====== Passage provided
As early as during the reign of Urukagina, Urnunta-ea was regarded as a child of Bau and Ningirsu. In the composition preserved on the Gudea cylinders, she and Zazaru, Nipa'e, Ḫegirnuna, Ḫesaga, Zurmu and Zarmu are jointly addressed as daughters and "unruly children" of Bau and Ningirsu and as the lukur (high-ranking female attendants) of the latter. Based on the description of the members of this group as a source of abundance, Jacobsen proposed that they represented the rain clouds. Gebhard J. Selz notes that Ḫegirnuna seemingly was originally an independent deity of greater importance than the other six, and on this basis assumes that initially only Urnunta-ea, Zazaru and Nipa'e, who also occur together in an earlier inscription, formed a group defined by their shared status as daughters of Bau.

In An = Anum, Urnunta-ea instead occurs among the children of Lisin (tablet II, line 77). According to Ryan D. Winters this most likely reflects a degree of overlap or interchange between the circles of deities associated with Bau and these belonging to the local pantheon of Kesh, one of Lisin's cult centers.

==Worship==
Urnunta-ea was worshiped in Girsu. The first known reference has been identified in an Early Dynastic inscription of Urukagina of Lagash. It deals with his building activities in Girsu, as well as Tiraš and Antasur, presumed to be settlements in its immediate proximity. It mentions the construction of chapels dedicated to Urnunta-ea, Nipa'e and Zazaru in a new temple of Lammašaga. Fragments of this text have been identified on a clay cone and jars found in Girsu. No other attestations of Urnunta-ea are available from the Early Dynastic period.
============
*Work item*
Quote the passage on Urnunta-ea in full, reproducing every word and line break without change.
====== Supplied material
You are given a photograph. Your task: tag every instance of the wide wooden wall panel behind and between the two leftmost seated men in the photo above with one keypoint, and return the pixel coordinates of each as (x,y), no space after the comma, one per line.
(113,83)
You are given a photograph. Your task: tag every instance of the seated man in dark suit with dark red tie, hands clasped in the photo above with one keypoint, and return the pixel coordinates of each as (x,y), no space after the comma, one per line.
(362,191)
============
====== Supplied material
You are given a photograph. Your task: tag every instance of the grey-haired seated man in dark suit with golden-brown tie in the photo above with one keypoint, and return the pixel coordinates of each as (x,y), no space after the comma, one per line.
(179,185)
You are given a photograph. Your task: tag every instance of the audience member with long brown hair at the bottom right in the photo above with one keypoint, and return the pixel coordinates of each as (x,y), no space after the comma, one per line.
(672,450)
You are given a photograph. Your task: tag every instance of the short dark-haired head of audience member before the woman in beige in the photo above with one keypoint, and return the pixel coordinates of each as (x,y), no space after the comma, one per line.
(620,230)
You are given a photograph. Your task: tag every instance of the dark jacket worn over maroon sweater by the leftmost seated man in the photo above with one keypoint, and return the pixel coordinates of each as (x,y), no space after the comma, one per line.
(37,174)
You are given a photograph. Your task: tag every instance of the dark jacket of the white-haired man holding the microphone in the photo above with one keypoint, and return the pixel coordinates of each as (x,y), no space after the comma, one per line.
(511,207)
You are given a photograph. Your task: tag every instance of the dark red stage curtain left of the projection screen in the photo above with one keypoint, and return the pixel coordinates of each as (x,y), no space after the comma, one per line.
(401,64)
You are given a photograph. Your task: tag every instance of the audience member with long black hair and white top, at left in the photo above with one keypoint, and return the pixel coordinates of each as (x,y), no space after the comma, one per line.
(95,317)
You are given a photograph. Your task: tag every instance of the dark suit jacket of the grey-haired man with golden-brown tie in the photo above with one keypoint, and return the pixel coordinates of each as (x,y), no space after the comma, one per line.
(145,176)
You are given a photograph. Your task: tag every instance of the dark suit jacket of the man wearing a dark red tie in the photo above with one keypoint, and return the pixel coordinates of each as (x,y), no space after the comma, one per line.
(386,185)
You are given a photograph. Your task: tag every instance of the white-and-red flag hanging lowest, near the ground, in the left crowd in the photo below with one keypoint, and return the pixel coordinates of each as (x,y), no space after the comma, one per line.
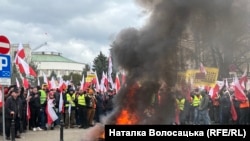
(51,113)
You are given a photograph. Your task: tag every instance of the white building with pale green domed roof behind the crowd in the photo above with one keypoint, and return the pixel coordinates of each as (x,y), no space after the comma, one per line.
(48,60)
============
*Result of the task*
As early as during the reign of Urukagina, Urnunta-ea was regarded as a child of Bau and Ningirsu. In the composition preserved on the Gudea cylinders, she and Zazaru, Nipa'e, Ḫegirnuna, Ḫesaga, Zurmu and Zarmu are jointly addressed as daughters and "unruly children" of Bau and Ningirsu and as the lukur (high-ranking female attendants) of the latter. Based on the description of the members of this group as a source of abundance, Jacobsen proposed that they represented the rain clouds. Gebhard J. Selz notes that Ḫegirnuna seemingly was originally an independent deity of greater importance than the other six, and on this basis assumes that initially only Urnunta-ea, Zazaru and Nipa'e, who also occur together in an earlier inscription, formed a group defined by their shared status as daughters of Bau.

In An = Anum, Urnunta-ea instead occurs among the children of Lisin (tablet II, line 77). According to Ryan D. Winters this most likely reflects a degree of overlap or interchange between the circles of deities associated with Bau and these belonging to the local pantheon of Kesh, one of Lisin's cult centers.

==Worship==
Urnunta-ea was worshiped in Girsu. The first known reference has been identified in an Early Dynastic inscription of Urukagina of Lagash. It deals with his building activities in Girsu, as well as Tiraš and Antasur, presumed to be settlements in its immediate proximity. It mentions the construction of chapels dedicated to Urnunta-ea, Nipa'e and Zazaru in a new temple of Lammašaga. Fragments of this text have been identified on a clay cone and jars found in Girsu. No other attestations of Urnunta-ea are available from the Early Dynastic period.